Once again I've been torn away from my writing due to my children's needs. How DARE they??? Truth be told, I don't mind. Actually, real truth? I'm a little obsessive, apparently.
I have been assuming that when children are sick, you just don't get much sleep or do anything other than hover over them constantly with a watchful eye. Little did I know that other parents don't do that. Say what?
My daughter missed all of the last week of school. She started with a reaction to her new earrings. That resulted in a big cyst behind each ear. It turned into a fever so off we went to the clinic. (side bar-as we are new to the city we have no doctor here so the clinic is our new best friend!) While we were there, they checked her slight cough and said to take the earrings out and put some Polysporin on daily. The cough? Likely just a cold starting.
We went home and started following the advice. That night, her fever rose steadily higher. I spent the night with her in my bed, kicking my husband out to sleep with a hundred Webkinz in a cozy, pink floral cloud. He LOVED it.
The next day, the fever was even higher. I spent the day bringing her drinks and snacks on a tray in my bed. We watched movies and napped. Well, she napped. I spent my time staring at her and wiping her face and brow with a lukewarm facecloth and trying to remember when I last gave her Tylenol.

» **The problem**: Copy the post about the sick daughter word for word, everything from "I have been" down to "He LOVED it.".

» **Referring expression data**:
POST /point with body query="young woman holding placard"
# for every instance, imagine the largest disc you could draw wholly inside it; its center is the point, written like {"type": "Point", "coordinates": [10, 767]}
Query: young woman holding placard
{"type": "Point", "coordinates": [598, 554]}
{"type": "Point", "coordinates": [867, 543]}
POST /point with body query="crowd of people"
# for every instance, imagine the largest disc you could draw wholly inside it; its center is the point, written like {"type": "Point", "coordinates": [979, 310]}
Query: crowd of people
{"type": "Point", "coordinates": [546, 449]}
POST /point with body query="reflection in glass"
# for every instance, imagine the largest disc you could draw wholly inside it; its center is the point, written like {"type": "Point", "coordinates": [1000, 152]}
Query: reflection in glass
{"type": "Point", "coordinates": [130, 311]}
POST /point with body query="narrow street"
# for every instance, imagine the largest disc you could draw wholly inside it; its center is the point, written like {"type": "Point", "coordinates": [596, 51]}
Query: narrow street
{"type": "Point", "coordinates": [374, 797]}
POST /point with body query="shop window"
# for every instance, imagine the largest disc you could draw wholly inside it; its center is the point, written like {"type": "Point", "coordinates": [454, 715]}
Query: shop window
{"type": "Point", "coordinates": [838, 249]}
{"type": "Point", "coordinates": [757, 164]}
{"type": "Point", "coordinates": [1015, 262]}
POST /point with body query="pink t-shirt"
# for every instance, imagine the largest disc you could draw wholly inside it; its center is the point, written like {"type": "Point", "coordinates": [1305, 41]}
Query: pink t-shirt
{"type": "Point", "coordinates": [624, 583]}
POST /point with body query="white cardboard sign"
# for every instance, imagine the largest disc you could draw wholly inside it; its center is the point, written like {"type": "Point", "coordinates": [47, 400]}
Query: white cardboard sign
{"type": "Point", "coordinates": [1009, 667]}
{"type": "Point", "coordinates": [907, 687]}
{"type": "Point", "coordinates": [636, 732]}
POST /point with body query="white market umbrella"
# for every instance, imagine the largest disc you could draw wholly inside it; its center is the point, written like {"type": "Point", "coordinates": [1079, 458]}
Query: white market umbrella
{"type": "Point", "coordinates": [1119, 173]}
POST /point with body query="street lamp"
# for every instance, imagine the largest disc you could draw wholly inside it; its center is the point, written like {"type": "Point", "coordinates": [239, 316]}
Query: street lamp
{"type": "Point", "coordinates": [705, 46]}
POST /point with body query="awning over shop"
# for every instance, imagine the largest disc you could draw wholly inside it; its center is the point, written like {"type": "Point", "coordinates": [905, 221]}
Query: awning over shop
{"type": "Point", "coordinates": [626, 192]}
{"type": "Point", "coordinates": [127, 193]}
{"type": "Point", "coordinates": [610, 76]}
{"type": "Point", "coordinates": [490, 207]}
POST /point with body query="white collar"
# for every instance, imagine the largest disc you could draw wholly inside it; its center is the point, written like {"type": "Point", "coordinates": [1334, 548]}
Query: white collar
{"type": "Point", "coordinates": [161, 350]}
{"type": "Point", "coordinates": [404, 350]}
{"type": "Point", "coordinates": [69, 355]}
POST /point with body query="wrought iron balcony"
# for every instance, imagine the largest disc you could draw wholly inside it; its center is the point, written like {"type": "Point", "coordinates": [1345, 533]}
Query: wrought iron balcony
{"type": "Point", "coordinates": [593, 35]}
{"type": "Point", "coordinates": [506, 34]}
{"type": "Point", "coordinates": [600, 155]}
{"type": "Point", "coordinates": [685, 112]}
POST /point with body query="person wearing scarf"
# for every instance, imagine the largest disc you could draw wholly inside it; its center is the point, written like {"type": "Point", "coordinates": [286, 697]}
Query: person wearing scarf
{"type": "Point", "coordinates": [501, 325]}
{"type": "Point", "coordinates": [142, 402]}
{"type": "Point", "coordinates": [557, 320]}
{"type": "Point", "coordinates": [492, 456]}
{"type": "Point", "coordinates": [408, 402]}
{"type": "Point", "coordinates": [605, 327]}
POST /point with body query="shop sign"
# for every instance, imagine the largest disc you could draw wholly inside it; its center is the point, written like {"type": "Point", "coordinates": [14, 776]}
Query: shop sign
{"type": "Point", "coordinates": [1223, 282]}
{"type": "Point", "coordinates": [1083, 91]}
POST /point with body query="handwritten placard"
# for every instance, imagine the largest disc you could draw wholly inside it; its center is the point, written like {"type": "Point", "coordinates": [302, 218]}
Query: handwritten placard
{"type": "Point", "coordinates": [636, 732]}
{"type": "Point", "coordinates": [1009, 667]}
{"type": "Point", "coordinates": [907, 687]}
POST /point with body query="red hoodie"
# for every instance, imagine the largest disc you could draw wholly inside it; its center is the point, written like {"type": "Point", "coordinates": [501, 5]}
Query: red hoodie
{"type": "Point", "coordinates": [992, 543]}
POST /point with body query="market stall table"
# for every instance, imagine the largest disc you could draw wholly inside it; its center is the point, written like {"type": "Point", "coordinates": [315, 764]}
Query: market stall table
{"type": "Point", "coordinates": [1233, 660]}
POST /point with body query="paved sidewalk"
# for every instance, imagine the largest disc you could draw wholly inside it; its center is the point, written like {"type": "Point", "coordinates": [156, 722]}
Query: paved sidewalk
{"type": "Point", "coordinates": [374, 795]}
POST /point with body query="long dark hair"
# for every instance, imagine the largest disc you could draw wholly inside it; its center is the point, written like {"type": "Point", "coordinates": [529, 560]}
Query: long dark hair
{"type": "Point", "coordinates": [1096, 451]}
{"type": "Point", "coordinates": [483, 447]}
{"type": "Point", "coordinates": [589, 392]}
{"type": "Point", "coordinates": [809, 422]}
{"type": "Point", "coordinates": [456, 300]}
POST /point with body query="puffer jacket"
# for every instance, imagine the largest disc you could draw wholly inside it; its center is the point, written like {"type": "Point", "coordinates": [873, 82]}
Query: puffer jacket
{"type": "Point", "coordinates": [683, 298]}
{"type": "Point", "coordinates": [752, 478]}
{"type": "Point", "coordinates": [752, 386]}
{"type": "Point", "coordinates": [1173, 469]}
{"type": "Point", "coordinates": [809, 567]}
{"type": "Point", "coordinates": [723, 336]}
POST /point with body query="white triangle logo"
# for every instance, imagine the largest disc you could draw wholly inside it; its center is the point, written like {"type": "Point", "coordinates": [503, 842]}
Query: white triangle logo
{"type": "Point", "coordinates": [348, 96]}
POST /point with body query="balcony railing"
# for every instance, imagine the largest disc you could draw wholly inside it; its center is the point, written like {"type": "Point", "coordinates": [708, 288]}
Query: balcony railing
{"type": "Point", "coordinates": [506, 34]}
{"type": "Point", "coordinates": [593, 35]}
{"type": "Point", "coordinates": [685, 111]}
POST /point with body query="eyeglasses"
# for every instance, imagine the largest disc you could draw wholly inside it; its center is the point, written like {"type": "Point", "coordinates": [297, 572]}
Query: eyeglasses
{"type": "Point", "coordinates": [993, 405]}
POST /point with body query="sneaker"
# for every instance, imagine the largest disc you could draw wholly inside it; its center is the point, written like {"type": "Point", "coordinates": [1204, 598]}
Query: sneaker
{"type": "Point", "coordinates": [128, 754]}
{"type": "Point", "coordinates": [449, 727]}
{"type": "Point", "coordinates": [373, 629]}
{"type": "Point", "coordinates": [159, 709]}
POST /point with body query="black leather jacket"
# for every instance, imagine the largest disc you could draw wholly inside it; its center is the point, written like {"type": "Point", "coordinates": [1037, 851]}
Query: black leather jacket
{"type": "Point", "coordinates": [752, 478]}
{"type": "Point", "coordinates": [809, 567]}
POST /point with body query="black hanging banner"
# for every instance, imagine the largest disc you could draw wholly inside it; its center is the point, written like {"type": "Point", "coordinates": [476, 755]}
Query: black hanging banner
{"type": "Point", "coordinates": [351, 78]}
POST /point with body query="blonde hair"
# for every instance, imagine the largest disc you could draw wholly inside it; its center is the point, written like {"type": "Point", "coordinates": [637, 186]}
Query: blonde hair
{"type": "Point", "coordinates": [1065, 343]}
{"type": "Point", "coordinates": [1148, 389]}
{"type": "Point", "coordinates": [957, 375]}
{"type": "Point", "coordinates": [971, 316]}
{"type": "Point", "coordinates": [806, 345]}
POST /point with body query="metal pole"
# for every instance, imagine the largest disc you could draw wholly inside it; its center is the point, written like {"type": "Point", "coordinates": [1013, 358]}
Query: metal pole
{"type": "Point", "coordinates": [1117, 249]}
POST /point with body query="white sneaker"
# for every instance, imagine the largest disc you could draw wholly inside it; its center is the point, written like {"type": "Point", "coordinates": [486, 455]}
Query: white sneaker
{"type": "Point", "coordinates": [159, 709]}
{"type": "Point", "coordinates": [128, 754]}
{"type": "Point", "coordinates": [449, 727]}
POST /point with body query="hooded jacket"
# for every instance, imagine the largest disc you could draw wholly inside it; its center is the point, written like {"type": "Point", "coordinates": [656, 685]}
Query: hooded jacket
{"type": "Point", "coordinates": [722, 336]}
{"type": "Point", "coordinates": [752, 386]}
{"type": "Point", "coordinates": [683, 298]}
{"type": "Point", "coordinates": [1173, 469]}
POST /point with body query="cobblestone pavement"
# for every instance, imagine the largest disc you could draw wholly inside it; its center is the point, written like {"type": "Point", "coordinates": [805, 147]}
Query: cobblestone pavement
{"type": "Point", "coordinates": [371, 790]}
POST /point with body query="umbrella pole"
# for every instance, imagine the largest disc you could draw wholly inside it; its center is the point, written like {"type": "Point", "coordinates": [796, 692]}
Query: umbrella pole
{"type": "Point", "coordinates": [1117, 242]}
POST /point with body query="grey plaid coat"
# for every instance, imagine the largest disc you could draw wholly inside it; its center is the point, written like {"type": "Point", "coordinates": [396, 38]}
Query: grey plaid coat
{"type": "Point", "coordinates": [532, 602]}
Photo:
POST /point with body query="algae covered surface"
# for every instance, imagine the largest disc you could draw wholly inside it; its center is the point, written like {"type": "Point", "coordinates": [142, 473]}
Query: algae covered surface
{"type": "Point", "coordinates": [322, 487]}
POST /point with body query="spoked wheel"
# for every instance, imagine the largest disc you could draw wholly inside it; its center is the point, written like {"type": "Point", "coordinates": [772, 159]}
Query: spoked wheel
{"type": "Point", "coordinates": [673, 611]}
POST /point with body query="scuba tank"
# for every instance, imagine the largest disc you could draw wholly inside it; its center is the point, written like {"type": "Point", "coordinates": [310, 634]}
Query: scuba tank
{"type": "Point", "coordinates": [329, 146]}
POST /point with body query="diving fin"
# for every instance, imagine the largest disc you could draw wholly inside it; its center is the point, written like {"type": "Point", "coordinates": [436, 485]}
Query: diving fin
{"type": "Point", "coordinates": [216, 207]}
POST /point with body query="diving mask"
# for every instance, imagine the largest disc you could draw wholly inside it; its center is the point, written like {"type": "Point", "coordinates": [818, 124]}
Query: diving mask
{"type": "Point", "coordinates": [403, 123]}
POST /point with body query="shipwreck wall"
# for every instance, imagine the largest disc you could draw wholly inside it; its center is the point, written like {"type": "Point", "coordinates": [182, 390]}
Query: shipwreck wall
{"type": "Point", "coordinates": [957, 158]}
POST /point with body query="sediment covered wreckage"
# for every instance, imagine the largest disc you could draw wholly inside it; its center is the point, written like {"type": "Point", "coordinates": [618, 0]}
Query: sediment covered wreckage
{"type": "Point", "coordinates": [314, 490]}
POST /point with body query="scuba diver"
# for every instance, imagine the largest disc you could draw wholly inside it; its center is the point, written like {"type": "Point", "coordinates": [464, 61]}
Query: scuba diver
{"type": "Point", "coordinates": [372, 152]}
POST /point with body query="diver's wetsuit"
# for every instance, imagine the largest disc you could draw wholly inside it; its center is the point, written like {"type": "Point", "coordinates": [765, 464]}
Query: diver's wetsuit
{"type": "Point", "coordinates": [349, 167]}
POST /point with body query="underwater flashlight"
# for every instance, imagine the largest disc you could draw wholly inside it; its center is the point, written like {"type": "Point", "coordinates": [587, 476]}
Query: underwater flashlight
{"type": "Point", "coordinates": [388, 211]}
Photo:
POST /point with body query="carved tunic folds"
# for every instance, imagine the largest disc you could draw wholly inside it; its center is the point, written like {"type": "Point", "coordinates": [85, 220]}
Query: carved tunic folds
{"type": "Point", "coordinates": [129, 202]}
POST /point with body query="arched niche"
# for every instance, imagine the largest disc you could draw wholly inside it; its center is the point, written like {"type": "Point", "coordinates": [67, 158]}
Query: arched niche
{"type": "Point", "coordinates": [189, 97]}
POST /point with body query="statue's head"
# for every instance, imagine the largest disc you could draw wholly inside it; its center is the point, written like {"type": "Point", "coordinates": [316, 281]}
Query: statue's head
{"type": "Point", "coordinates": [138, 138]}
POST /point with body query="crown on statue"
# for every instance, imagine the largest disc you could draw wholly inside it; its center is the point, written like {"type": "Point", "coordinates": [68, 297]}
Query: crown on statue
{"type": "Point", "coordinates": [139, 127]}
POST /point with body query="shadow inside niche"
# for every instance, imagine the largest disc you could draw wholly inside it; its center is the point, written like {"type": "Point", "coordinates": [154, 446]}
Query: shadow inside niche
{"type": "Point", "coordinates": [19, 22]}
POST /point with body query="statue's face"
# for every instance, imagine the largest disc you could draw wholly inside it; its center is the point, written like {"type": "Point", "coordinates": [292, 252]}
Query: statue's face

» **Exercise response**:
I have been assuming that when children are sick, you just don't get much sleep or do anything other than hover over them constantly with a watchful eye. Little did I know that other parents don't do that. Say what?
My daughter missed all of the last week of school. She started with a reaction to her new earrings. That resulted in a big cyst behind each ear. It turned into a fever so off we went to the clinic. (side bar-as we are new to the city we have no doctor here so the clinic is our new best friend!) While we were there, they checked her slight cough and said to take the earrings out and put some Polysporin on daily. The cough? Likely just a cold starting.
We went home and started following the advice. That night, her fever rose steadily higher. I spent the night with her in my bed, kicking my husband out to sleep with a hundred Webkinz in a cozy, pink floral cloud. He LOVED it.